Work to complete →
In the records below, find the line that contains "Mark the region of every instance of the lawn", then write out that line and each one after it exactly, up to and including the last.

Extracted entries →
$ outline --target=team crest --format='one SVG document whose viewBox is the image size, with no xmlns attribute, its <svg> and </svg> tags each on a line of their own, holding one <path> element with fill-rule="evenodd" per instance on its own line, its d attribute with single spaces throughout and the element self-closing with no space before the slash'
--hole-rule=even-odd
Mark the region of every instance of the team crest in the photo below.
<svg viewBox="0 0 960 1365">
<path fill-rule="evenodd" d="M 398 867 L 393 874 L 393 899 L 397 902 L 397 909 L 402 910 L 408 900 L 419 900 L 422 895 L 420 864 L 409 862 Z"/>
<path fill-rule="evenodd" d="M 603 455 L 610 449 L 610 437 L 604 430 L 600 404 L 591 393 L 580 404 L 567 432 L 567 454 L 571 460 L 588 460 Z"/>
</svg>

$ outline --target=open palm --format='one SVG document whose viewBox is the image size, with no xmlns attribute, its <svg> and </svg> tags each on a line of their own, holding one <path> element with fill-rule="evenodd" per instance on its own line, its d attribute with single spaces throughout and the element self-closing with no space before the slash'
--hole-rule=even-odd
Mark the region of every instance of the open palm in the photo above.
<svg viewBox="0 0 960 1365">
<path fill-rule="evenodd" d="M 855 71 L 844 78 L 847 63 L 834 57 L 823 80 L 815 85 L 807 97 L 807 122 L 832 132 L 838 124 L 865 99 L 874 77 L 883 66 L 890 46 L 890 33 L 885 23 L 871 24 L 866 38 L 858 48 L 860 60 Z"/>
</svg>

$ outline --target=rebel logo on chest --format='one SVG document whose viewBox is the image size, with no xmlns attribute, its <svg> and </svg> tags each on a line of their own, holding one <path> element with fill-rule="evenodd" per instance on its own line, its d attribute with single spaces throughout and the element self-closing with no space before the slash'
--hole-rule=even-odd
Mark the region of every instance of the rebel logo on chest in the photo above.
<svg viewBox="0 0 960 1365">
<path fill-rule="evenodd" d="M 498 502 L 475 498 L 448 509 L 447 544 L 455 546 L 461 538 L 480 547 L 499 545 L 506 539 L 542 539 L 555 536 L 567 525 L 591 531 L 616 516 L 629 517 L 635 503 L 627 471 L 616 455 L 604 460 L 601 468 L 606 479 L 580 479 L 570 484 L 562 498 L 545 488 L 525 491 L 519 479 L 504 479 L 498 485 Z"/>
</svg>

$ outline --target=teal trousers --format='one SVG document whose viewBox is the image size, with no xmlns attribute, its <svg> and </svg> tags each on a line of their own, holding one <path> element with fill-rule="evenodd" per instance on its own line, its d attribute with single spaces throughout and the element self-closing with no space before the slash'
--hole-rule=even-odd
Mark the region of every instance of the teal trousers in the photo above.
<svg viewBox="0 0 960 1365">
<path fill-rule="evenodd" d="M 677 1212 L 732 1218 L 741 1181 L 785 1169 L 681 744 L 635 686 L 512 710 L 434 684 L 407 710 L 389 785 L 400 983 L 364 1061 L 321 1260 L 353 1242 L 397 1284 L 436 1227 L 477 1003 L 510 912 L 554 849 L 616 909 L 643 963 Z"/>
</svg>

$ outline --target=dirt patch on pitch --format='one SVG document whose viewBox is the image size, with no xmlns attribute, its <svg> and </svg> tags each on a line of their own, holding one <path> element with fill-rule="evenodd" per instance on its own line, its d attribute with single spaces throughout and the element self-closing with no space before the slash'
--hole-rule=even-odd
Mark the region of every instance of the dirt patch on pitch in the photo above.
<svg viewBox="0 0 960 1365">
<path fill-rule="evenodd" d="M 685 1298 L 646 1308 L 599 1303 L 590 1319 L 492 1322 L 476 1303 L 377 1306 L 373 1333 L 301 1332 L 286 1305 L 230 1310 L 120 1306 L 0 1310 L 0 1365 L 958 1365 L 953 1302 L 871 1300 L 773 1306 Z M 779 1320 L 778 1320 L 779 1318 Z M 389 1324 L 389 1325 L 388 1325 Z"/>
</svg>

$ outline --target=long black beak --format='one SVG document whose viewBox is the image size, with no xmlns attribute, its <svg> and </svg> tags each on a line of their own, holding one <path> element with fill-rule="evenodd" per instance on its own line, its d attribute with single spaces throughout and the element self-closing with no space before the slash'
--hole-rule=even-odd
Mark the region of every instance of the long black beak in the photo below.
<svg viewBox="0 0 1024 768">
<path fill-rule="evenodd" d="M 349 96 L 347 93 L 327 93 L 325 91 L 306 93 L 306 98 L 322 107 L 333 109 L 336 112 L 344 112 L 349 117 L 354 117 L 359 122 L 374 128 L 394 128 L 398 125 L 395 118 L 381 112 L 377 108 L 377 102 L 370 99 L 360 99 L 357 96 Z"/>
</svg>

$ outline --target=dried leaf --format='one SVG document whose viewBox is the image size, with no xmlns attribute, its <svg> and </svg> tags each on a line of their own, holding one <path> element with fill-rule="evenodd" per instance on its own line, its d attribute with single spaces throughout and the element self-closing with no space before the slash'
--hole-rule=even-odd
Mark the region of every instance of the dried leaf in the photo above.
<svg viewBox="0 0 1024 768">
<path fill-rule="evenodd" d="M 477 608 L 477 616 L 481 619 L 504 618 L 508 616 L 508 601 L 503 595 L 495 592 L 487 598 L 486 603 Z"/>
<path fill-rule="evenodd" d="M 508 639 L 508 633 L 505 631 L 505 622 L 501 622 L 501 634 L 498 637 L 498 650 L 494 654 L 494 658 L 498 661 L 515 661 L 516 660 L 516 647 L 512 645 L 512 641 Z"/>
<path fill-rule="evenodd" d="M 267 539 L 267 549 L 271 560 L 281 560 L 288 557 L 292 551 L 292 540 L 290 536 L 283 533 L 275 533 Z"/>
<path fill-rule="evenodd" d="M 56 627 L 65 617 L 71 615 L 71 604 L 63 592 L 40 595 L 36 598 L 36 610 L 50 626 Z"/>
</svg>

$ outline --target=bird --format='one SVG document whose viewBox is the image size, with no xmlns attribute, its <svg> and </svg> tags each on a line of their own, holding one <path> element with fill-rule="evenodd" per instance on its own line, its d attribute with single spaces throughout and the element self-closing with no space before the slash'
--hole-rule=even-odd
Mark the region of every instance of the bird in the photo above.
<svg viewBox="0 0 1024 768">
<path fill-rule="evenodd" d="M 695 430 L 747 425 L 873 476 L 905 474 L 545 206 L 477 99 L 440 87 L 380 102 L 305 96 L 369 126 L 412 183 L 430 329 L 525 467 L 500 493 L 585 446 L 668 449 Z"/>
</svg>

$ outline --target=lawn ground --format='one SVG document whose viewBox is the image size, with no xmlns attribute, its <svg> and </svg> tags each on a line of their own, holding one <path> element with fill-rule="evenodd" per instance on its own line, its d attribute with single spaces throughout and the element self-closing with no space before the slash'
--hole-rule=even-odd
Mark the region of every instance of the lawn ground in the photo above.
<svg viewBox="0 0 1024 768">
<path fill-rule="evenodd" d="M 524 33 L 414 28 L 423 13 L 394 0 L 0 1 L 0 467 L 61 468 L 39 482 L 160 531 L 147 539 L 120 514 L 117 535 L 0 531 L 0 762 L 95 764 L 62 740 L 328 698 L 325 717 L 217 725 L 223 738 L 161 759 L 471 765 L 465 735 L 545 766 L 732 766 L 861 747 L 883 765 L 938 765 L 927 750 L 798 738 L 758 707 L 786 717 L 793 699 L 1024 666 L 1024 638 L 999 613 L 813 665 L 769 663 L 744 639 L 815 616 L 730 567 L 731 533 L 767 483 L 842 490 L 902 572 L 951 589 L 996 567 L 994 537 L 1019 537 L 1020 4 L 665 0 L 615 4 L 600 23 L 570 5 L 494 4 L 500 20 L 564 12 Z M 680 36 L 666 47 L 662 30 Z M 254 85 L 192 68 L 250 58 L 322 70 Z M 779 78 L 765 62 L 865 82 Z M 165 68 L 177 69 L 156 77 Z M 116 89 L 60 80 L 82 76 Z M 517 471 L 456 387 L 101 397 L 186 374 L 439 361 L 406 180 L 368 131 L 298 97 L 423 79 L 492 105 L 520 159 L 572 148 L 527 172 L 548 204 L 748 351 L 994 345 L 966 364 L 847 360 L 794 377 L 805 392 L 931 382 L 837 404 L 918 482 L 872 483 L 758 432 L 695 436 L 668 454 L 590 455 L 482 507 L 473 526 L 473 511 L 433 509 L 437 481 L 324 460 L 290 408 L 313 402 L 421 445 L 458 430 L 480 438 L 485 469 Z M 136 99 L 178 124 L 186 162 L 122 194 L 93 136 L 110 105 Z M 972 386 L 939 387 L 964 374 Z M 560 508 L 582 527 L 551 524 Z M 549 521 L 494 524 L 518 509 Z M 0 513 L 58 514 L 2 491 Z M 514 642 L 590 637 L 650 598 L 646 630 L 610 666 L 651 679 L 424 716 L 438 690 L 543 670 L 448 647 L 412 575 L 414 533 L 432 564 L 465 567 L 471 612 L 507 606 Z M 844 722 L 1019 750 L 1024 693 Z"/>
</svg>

Answer →
Mark the region of every instance of the lawn ground in the photo above.
<svg viewBox="0 0 1024 768">
<path fill-rule="evenodd" d="M 524 33 L 414 28 L 423 13 L 394 0 L 0 1 L 0 467 L 61 468 L 39 482 L 160 531 L 147 539 L 120 514 L 117 535 L 0 531 L 0 762 L 95 764 L 62 740 L 328 698 L 325 717 L 217 725 L 223 738 L 161 759 L 471 765 L 465 735 L 545 766 L 732 766 L 861 747 L 883 765 L 938 765 L 927 750 L 798 738 L 758 707 L 786 717 L 793 699 L 1024 666 L 1024 638 L 999 613 L 813 665 L 769 663 L 744 639 L 815 616 L 730 567 L 731 533 L 767 483 L 842 490 L 902 572 L 951 589 L 996 567 L 994 537 L 1019 537 L 1020 4 L 665 0 L 615 4 L 600 23 L 570 5 L 494 4 L 500 20 L 564 12 Z M 680 36 L 666 47 L 662 30 Z M 254 85 L 192 68 L 250 58 L 322 70 Z M 779 78 L 765 62 L 865 82 Z M 165 68 L 177 69 L 156 77 Z M 116 89 L 60 80 L 82 76 Z M 517 471 L 456 387 L 101 397 L 186 374 L 439 361 L 406 180 L 368 131 L 298 97 L 423 79 L 492 105 L 520 159 L 572 148 L 527 172 L 548 204 L 748 351 L 994 345 L 966 364 L 847 360 L 794 377 L 805 392 L 931 382 L 837 404 L 918 482 L 872 483 L 758 432 L 695 436 L 668 454 L 590 455 L 482 507 L 473 526 L 473 511 L 433 509 L 437 481 L 324 460 L 290 408 L 313 402 L 421 445 L 458 430 L 480 438 L 485 469 Z M 136 99 L 178 124 L 186 162 L 122 194 L 93 136 L 110 105 Z M 972 386 L 939 387 L 964 374 Z M 560 508 L 582 527 L 551 524 Z M 549 521 L 494 524 L 518 509 Z M 0 513 L 58 514 L 2 491 Z M 514 642 L 590 637 L 650 598 L 646 630 L 610 666 L 651 679 L 424 716 L 438 690 L 543 670 L 448 647 L 412 575 L 414 533 L 432 564 L 465 567 L 471 612 L 507 606 Z M 844 722 L 1019 750 L 1024 693 Z"/>
</svg>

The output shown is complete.